| DATASET ENTRIES |
········
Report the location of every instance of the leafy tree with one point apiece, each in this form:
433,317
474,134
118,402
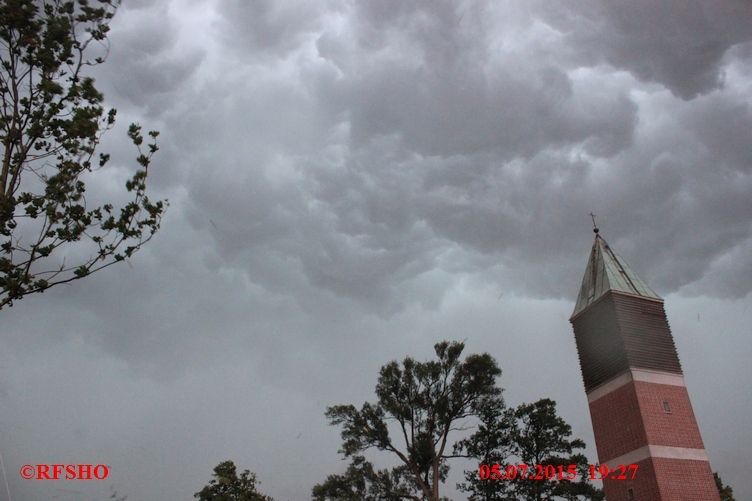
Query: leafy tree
228,486
491,444
535,435
51,123
427,401
361,482
726,492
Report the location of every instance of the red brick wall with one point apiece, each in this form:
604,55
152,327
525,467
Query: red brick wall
677,428
617,423
633,416
680,480
644,485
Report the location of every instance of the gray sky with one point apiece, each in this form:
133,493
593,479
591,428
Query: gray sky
352,182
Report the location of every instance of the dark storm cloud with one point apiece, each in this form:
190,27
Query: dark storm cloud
679,44
445,132
152,64
353,181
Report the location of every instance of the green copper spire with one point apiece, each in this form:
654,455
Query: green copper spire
607,271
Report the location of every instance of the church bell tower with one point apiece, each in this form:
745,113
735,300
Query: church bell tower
639,405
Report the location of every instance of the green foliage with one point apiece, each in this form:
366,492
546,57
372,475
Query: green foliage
532,434
427,401
228,486
361,482
51,123
726,492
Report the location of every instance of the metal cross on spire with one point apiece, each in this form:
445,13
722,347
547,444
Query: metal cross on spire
595,227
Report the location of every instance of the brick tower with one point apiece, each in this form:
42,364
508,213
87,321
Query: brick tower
638,401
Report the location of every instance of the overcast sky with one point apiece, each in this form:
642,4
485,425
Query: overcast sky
353,181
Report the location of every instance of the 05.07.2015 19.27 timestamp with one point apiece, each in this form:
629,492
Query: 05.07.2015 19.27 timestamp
551,472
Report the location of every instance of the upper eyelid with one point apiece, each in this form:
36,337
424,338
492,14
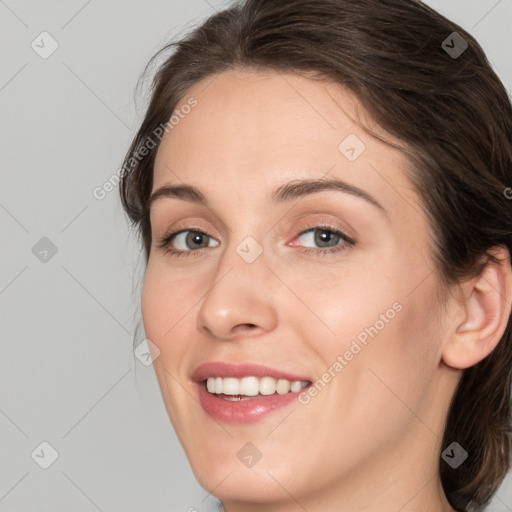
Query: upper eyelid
169,236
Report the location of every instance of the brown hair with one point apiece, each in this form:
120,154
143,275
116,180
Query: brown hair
455,119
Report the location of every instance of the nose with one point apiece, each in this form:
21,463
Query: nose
238,301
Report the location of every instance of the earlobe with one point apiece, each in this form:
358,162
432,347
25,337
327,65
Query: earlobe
484,314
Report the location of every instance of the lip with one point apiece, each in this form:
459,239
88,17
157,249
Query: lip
243,411
223,369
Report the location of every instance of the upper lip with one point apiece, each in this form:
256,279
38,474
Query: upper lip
239,370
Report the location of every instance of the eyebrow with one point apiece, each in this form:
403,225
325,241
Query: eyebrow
284,193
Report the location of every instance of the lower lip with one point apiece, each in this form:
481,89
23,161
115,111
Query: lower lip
242,411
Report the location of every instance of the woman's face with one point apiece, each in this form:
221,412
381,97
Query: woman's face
330,282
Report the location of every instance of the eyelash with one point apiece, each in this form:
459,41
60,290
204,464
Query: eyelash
164,243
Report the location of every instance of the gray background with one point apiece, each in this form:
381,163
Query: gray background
68,373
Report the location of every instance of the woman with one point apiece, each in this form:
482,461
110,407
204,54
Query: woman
320,190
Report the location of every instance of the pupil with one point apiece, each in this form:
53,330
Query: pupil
195,237
324,236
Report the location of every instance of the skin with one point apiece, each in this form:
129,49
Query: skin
371,438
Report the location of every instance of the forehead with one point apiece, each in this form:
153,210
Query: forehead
254,131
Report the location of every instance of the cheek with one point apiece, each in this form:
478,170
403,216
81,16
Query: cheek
165,305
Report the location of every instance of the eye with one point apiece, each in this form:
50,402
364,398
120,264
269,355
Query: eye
325,237
182,243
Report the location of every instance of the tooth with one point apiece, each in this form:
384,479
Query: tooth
267,385
295,386
231,386
283,386
219,385
249,386
210,384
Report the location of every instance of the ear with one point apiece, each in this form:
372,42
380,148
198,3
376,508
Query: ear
········
| WHAT TO PRODUCE |
Reproduce all of the records above exactly, but exclude the pictures.

| EXPECTED ANSWER |
Report the location of every instance of the leafy tree with one point apiece, each in this form:
433,317
474,134
118,402
Query: leafy tree
228,486
491,444
535,435
51,123
427,401
361,482
726,492
Report the location of every instance of the red brick wall with one point apiece, each in this form:
604,55
152,327
525,467
Query: red brick wall
677,428
617,423
633,416
680,480
644,485
Report the location of every instance of the gray sky with one point apiece, each in this form:
133,493
593,479
591,428
Query: gray sky
352,182
Report the location of every instance of the dark storm cloud with one point apiece, each in this form:
190,27
Query: dark storm cloud
679,44
445,132
152,64
353,181
Report the location of every instance of the green copper spire with one point apiece, each in this form:
654,455
Query: green copper spire
607,271
Report the location of every instance of the church bell tower with one point apiece, each in this form:
745,113
735,300
Query: church bell tower
639,405
Report the location of every instance of the green foliage with one point apiece, each in this form:
366,492
546,57
372,475
Query: green foliage
532,434
427,401
228,486
361,482
51,123
726,492
Report the location of every instance of the metal cross on spire with one point apiece, each in this form:
445,13
722,347
547,444
Query: metal cross on spire
595,227
Report the location of every instance of the brick tower with one point apiece, each in this form:
42,364
508,213
87,321
Query: brick tower
638,401
Report the location of every instance of the overcast sky with one point apiece, each in this form:
642,4
485,425
Query: overcast sky
353,181
Report the location of every instance of the 05.07.2015 19.27 timestamp with one point apiece, each in this form:
629,492
Query: 05.07.2015 19.27 timestamp
551,472
Report the location of every instance of the upper eyelid with one point apiece, each in this form:
36,337
424,338
492,14
Query: upper eyelid
169,236
Report the location of every instance of the brown hair with one point apiece, each in this form:
120,154
143,275
116,180
Query: brown hair
455,119
Report the location of every instance of the nose with one point apiece, each in this form:
21,463
Query: nose
238,301
Report the location of every instance of the earlobe with one point apiece, each in this form:
358,162
432,347
25,337
327,65
Query: earlobe
484,314
Report the location of every instance of the lip with one point apiece, each in this form:
459,239
88,17
157,249
Query: lip
243,411
223,369
Report the location of every instance of the upper lip with one point apiece, each in this form:
256,279
38,474
Query: upper lip
239,370
Report the location of every instance of the eyebrow with one point apiece, each in this form:
403,225
325,241
Query: eyebrow
284,193
Report the location of every instance of the lower lip with one point apiece, each in this form:
481,89
23,161
115,111
Query: lower lip
242,411
Report the location of every instance of the woman's face with one point apiece, each in this form:
221,412
381,97
Query: woman's face
330,282
Report the location of every instance of the eyelash with one point apiece, each in this form:
459,41
60,290
204,464
Query: eyelash
164,243
Report the location of every instance of the gray background with one point apiece, each in this form:
381,163
Query: gray background
68,373
Report the location of every instance of the woman with one point apiece, each in this form:
482,461
110,407
204,54
Query: woman
320,190
Report the location of every instance of the pupil with one point apiece, each in this form:
53,330
Query: pupil
195,237
324,236
Report the location of every instance of the skin with one point apiece, each in this form:
129,49
Query: skin
371,438
Report the location of every instance of the forehead with one point apiece, each in this form:
153,210
Query: forehead
254,131
Report the location of every instance of the cheek with one point apiece, each in this form:
478,170
403,216
81,16
Query: cheek
165,305
Report the location of every instance of the eye with one point apiece, each in this form:
50,402
364,398
120,264
269,355
Query: eye
325,237
182,243
Report the location of every instance of the tooth with one point apiece, each in this form:
384,479
Query: tooth
267,385
295,386
231,386
283,386
219,385
249,386
210,384
Report the location of every instance of the ear with one point apiece, each in this form:
372,42
380,148
198,3
376,508
Query: ear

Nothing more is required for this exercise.